__本文__:
************

高台に新園舎が完成 くしもとこども園、津波被害なく安全に

テープカットをする関係者とくしもとこども園の年長児(13日、和歌山県串本町串本で)

 和歌山県串本町の幼保連携型認定こども園「くしもとこども園」の新園舎が同町串本、町道サンゴ台中央線沿いの高台に完成し、13日に竣工(しゅんこう)式が開かれた。来年1月4日に開園する。

 将来発生が予想されている巨大地震による津波被害を避けるため、町が高台への新築移転を進めていた。

 竣工式には田嶋勝正町長、潮﨑伸彦町教育長、くしもとこども園の湯口いづみ園長や保護者会役員、町内の子育てや教育関係者、県議、町議、建設に携わった事業者ら約60人が出席した。

 田嶋町長は「保護者の方々から高台への新築移転の要望を受けていた。長い間お待たせしたが、病院や消防防災センター、役場に近く、子どもたちを災害から守るにはこれ以上ない場所に完成した。これからも『子育て支援』を基本に置いてまちづくりを進めていきたい」と式辞。年長児がこども園の園歌を歌って新園舎の完成を祝った。午後からは町民らを対象にした一般内覧会も開いた。

 新園舎は海抜約50メートルに10月末完成した。紀州材を中心とした木造平屋で、定員は0~5歳児の150人。保育室が8室、遊戯室、延長保育室、中庭などがある。町子育て支援センターを併設している。

 敷地面積は職員の駐車場を含めて約1万190平方メートルで、延べ床面積は約1843平方メートル。総事業費は10億5801万3174円で、このうち建築工事費は8億7851万600円。

 こども園の現園舎は同町串本の海抜約6メートルにあり、現在140人が通っている。2011年の東日本大震災を受けて、町保育環境検討委員会が、低地にある保育施設を高台に移転するよう町に答申。保護者からも、待機児童の解消と高台移転を求める声が上がっていた。町は17年度に、低地にあり隣接していた串本保育所と串本幼稚園を「くしもとこども園」に統合。19年度から新園舎の設計に取りかかり、21年8月から建設工事を進めていた。

************

__課題 1__:
本文について、次の問いに答えてください。
(a) 新園舎はいつ開園しますか。
(b) 新園舎は海抜何メートルの場所にありますか。
(c) 新園舎の建設工事はいつから進められていましたか。
__課題 2__: 本文の「竣工式には田嶋勝正町長、潮﨑」から「象にした一般内覧会も開いた。」までを、「竣工式」を「落成式」に置き換えて書き換えてください。
本文の内容だけを根拠に答えてください。

************

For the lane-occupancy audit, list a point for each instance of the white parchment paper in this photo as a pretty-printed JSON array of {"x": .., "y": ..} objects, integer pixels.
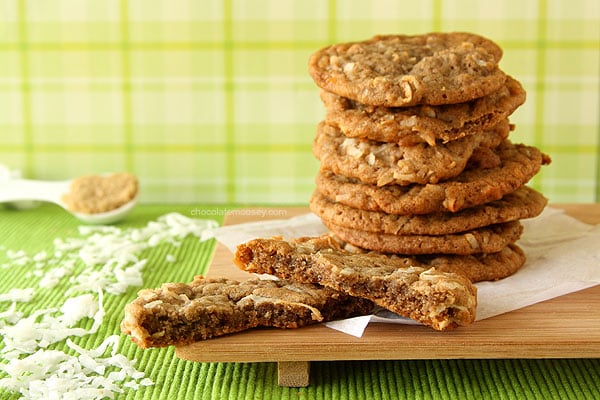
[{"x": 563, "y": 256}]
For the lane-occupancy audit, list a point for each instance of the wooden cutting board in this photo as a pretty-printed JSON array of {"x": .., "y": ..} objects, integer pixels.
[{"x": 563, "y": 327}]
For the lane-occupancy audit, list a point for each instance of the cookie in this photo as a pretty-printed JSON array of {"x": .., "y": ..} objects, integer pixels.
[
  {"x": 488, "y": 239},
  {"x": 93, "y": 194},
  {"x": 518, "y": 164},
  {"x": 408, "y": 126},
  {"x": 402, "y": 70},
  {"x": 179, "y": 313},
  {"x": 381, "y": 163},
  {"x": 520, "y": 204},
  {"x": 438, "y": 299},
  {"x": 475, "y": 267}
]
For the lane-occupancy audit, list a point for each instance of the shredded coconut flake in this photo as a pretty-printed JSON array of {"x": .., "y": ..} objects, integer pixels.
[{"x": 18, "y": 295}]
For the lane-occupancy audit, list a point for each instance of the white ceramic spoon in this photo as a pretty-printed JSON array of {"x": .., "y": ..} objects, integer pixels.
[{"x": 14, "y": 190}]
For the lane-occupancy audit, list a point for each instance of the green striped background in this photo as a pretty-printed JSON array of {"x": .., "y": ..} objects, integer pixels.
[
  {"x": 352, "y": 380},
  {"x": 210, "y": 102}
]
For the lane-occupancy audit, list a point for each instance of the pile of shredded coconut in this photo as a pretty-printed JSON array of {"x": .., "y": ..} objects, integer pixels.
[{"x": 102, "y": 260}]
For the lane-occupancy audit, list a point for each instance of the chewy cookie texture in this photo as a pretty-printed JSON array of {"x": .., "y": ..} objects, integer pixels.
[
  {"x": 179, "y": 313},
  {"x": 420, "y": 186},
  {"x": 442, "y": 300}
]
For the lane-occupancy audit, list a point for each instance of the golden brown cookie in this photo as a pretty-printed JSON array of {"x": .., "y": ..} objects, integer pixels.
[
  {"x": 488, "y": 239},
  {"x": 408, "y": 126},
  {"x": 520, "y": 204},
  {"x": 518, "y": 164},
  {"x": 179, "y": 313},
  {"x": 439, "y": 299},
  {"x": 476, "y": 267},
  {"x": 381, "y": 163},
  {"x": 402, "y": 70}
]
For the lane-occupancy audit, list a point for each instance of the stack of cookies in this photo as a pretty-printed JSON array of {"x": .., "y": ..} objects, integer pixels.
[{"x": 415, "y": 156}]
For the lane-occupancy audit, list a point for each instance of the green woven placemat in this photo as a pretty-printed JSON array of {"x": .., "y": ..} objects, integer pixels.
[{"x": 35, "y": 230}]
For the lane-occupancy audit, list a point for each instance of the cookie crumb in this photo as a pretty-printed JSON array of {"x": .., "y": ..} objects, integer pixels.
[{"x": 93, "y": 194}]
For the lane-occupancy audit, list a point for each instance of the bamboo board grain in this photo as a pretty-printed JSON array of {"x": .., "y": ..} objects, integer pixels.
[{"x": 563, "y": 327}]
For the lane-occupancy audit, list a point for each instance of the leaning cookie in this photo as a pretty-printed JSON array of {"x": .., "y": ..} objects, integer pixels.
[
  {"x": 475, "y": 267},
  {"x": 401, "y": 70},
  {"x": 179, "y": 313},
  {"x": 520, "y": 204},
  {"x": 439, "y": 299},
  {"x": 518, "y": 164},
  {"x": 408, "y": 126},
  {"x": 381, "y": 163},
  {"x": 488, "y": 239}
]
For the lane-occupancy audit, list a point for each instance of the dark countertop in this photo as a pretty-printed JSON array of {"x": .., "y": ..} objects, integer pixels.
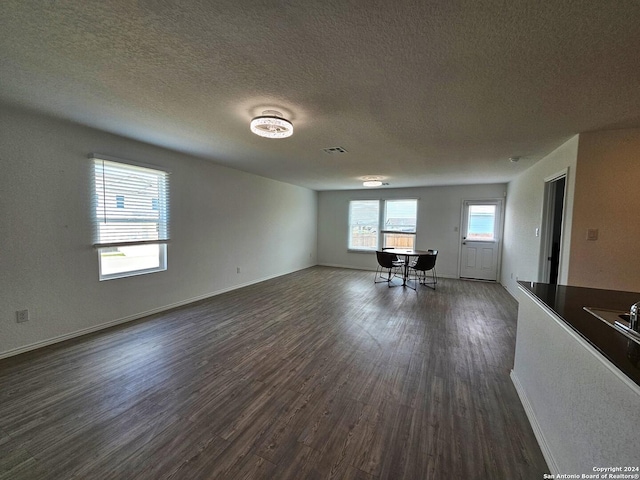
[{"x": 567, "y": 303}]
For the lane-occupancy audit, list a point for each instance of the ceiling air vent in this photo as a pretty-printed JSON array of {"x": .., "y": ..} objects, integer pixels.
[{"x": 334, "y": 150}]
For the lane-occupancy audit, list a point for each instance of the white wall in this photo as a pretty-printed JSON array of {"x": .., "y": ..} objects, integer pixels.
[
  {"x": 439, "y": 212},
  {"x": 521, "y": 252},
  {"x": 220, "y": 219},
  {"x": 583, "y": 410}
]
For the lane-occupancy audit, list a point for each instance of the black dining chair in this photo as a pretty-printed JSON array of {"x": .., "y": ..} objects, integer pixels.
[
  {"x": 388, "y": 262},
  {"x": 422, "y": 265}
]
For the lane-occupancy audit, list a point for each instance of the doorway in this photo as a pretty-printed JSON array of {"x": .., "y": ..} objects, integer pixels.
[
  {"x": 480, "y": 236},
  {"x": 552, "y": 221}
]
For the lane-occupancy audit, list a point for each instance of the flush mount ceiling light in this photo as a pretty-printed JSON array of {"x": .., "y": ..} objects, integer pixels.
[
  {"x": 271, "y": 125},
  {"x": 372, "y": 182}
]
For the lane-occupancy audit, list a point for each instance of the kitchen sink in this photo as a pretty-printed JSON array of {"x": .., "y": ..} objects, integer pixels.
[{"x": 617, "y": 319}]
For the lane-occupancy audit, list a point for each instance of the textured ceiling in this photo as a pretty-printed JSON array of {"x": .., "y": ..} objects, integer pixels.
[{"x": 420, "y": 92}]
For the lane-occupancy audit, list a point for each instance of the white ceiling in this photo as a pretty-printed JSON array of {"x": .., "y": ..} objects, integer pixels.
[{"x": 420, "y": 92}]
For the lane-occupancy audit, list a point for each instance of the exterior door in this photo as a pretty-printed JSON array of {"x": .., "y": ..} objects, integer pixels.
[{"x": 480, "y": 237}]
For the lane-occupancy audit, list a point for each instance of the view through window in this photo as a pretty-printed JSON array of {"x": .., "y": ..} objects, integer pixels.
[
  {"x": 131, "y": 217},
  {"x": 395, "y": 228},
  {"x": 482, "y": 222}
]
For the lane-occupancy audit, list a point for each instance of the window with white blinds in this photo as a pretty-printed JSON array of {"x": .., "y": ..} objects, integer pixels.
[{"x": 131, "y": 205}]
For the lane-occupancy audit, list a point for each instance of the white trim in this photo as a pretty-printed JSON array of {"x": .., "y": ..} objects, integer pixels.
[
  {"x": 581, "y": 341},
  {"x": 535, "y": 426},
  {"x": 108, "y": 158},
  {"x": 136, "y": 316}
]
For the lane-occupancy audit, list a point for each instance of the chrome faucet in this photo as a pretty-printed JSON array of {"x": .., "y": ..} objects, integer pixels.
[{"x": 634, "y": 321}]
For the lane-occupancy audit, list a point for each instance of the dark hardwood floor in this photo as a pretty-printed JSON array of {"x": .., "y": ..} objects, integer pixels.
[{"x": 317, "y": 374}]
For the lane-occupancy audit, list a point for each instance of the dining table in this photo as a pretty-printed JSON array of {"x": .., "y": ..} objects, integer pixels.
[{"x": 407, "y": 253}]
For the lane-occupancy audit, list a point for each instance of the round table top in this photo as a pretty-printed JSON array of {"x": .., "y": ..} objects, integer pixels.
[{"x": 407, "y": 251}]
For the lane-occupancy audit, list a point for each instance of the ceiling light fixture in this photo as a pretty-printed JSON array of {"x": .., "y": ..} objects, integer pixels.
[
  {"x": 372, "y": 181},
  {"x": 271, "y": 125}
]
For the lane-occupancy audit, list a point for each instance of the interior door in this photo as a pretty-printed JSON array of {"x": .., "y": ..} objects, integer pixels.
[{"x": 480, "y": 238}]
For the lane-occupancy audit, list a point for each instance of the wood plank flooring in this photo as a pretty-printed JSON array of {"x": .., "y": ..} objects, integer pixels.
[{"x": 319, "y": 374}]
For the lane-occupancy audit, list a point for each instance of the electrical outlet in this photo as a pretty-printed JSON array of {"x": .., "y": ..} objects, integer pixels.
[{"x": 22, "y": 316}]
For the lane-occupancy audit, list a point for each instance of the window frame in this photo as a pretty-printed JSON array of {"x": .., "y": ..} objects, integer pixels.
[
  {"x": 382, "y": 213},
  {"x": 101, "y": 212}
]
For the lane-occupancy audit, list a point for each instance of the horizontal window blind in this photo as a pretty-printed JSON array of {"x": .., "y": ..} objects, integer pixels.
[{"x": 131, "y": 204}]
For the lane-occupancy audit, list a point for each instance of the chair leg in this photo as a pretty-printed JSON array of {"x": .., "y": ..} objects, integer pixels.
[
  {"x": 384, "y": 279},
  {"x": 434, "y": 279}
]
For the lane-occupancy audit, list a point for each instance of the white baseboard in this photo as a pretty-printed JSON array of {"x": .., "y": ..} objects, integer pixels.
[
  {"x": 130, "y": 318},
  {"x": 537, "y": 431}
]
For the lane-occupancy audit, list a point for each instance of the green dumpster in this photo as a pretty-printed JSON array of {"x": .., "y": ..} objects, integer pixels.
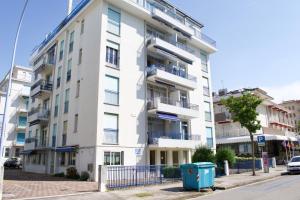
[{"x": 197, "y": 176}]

************

__課題の回答 1__:
(a) 来年1月4日です。
(b) 海抜約50メートルです。
(c) 21年8月からです。

__課題の回答 2__:
落成式には田嶋勝正町長、潮﨑伸彦町教育長、くしもとこども園の湯口いづみ園長や保護者会役員、町内の子育てや教育関係者、県議、町議、建設に携わった事業者ら約60人が出席した。

 田嶋町長は「保護者の方々から高台への新築移転の要望を受けていた。長い間お待たせしたが、病院や消防防災センター、役場に近く、子どもたちを災害から守るにはこれ以上ない場所に完成した。これからも『子育て支援』を基本に置いてまちづくりを進めていきたい」と式辞。年長児がこども園の園歌を歌って新園舎の完成を祝った。午後からは町民らを対象にした一般内覧会も開いた。